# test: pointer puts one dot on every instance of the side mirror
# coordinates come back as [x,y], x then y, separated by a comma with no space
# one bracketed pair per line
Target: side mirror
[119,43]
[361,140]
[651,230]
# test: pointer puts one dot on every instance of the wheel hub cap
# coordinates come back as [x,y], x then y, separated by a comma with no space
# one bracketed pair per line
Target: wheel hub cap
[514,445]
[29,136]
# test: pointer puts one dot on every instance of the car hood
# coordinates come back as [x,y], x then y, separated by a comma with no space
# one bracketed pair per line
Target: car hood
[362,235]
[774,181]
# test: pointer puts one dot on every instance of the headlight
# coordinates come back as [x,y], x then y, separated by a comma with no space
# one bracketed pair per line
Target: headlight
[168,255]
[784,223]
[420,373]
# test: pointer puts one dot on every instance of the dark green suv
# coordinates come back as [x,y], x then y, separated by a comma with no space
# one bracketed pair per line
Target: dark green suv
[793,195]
-.-.-
## EXERCISE DIRECTIONS
Reproduce the rows without any change, from the line with "the car hood" to the last line of the rows, including both.

## RESULT
# test: pointer puts one dot on every instance of the car hood
# coordinates come back as [x,y], x then y, separated by a comma with no space
# one bracketed pair per line
Target: car hood
[362,235]
[774,181]
# test: pointer puts one dot on every instance of the headlight
# coordinates come back as [x,y], x then y, separated by a comma with no space
# one bracketed pair per line
Target: headlight
[168,255]
[784,223]
[420,373]
# test: pointer puts one dot on every instance of the dark green suv
# coordinates come back as [x,y], x then y, separated by a comma with no space
# one bracketed pair per line
Target: dark green suv
[793,195]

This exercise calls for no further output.